=== WHAT IS NEEDED ===
Which lines in the rows below contain the string "bird"? Show each of those lines in full, and treat uppercase and lowercase as different.

=== DATA LISTING ===
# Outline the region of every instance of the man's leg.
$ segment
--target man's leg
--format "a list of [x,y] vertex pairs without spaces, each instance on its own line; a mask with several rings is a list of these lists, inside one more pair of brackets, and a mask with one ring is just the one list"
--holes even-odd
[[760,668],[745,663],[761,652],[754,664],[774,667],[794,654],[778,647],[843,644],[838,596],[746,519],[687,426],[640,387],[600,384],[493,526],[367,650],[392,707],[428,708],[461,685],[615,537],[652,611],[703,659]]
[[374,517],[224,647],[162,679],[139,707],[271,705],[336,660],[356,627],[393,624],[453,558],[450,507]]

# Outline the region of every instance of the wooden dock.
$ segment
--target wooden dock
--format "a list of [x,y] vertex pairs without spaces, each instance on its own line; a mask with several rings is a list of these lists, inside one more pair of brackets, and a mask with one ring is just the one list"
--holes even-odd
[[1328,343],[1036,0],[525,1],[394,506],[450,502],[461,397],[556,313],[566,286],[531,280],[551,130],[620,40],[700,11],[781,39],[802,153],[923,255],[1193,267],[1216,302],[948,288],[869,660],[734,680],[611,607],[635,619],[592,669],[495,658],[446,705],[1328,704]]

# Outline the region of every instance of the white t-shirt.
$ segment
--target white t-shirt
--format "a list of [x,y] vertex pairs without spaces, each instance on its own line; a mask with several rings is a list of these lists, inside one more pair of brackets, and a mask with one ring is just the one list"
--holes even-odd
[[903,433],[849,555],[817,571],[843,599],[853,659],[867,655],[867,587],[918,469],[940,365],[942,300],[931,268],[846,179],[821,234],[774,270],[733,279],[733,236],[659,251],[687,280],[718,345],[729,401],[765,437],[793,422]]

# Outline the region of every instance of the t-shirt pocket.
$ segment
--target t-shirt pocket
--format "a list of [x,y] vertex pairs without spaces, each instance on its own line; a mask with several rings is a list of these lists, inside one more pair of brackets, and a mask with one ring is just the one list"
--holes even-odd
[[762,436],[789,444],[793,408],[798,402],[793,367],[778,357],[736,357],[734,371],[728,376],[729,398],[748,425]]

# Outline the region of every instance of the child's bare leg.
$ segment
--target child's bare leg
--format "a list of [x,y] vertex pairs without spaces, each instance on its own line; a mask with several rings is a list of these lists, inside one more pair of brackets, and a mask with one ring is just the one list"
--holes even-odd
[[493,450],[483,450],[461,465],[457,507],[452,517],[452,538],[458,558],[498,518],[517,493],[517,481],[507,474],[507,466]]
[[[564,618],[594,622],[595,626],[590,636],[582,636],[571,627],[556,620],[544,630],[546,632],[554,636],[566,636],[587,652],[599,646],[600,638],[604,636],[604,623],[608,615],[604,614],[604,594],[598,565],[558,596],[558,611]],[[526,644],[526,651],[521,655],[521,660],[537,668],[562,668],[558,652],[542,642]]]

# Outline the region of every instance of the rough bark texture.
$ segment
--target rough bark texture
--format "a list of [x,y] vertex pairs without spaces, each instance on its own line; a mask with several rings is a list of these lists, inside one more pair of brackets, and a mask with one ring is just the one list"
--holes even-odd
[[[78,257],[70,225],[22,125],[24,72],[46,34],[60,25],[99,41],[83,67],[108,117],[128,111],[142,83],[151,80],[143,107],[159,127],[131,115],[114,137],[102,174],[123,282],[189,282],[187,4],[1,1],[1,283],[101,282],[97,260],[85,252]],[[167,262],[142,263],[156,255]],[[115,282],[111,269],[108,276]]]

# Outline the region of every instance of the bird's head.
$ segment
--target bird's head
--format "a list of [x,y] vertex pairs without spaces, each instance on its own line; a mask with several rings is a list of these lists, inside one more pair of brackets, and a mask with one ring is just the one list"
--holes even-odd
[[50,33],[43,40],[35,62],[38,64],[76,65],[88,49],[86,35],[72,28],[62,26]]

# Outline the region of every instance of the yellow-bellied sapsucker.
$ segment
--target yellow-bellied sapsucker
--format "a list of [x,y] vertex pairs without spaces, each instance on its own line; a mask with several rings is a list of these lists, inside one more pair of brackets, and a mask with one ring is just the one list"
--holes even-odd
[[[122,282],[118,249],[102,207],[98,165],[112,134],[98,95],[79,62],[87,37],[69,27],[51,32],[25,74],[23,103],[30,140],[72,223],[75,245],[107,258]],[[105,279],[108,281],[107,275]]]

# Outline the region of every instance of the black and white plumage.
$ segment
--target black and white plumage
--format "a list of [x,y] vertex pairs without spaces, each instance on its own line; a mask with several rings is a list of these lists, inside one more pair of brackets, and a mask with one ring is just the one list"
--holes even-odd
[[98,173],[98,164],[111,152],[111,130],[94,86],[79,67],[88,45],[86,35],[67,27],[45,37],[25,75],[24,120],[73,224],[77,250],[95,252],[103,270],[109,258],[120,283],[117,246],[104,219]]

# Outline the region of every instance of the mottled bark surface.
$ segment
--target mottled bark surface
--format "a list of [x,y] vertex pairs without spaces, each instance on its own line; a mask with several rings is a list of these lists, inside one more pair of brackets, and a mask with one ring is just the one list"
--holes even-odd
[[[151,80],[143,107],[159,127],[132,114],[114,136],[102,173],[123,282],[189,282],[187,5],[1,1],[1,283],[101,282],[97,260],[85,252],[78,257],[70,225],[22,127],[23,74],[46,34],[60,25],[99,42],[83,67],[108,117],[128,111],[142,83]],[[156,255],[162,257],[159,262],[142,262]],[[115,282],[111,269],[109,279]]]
---
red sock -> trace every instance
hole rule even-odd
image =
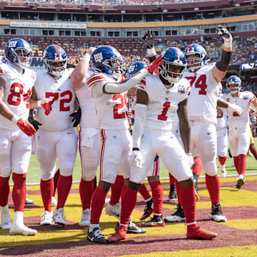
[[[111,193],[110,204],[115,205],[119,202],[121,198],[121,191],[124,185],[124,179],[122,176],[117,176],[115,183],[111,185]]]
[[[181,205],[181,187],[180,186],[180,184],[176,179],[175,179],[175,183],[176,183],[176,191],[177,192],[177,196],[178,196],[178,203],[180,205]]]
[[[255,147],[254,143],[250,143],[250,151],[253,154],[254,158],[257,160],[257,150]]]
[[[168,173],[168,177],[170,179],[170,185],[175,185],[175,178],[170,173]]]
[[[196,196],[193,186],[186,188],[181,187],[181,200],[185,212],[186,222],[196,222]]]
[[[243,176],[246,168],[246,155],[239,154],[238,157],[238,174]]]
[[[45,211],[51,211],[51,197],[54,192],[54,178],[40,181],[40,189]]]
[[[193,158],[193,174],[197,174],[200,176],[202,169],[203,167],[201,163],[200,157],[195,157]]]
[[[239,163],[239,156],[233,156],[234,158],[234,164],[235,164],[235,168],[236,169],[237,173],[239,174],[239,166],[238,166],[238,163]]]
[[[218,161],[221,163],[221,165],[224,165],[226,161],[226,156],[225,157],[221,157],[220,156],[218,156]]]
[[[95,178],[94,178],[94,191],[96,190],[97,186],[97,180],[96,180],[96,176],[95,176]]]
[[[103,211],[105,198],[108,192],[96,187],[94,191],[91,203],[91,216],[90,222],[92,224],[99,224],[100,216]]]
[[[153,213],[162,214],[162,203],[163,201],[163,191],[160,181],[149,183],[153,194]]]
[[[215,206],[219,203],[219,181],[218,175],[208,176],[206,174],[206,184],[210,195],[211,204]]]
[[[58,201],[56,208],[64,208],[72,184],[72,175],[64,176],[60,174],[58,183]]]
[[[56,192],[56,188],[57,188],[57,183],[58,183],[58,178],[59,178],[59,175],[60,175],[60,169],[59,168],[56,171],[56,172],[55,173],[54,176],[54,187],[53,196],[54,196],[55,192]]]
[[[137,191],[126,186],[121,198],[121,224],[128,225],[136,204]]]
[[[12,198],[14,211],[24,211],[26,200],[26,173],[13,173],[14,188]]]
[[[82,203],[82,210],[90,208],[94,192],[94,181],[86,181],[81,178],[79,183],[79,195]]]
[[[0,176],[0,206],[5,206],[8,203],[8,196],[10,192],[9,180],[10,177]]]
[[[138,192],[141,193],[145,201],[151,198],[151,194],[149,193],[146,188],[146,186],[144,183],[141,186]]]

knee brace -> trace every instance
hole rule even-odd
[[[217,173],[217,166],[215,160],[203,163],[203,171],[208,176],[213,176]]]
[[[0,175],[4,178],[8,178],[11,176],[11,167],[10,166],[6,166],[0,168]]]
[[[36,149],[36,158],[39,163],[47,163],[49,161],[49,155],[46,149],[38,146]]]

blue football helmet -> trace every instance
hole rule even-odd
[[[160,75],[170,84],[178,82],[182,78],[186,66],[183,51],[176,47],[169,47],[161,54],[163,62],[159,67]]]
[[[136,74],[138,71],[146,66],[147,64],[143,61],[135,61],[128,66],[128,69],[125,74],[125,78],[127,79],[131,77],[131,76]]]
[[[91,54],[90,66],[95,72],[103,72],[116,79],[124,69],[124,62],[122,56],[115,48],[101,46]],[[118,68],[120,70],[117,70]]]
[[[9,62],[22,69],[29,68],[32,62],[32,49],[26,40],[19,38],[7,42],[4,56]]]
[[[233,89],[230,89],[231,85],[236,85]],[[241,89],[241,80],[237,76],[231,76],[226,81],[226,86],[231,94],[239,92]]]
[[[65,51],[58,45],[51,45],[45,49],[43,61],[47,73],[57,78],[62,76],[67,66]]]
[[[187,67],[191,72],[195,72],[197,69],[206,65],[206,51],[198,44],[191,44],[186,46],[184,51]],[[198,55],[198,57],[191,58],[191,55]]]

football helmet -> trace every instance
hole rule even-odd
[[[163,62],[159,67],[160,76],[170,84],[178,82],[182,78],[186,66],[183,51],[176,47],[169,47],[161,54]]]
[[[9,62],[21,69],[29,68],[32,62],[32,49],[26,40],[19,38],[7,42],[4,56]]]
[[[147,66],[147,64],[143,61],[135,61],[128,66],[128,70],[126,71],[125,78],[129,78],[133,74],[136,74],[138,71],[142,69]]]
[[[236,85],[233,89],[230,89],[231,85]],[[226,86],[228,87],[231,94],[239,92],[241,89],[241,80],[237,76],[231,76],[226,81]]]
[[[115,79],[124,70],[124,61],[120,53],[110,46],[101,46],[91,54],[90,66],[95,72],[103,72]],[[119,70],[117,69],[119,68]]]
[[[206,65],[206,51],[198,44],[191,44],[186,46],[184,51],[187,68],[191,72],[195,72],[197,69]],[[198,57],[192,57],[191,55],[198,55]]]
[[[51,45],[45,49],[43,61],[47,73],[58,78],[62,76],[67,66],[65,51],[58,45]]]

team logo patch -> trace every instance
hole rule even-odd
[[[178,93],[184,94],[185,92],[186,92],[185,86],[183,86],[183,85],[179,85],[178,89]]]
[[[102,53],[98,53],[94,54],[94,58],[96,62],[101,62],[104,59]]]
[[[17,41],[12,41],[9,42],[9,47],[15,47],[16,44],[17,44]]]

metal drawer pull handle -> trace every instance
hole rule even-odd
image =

=== COMPLETED EXERCISE ===
# Outline the region of every instance of the bird's head.
--target bird's head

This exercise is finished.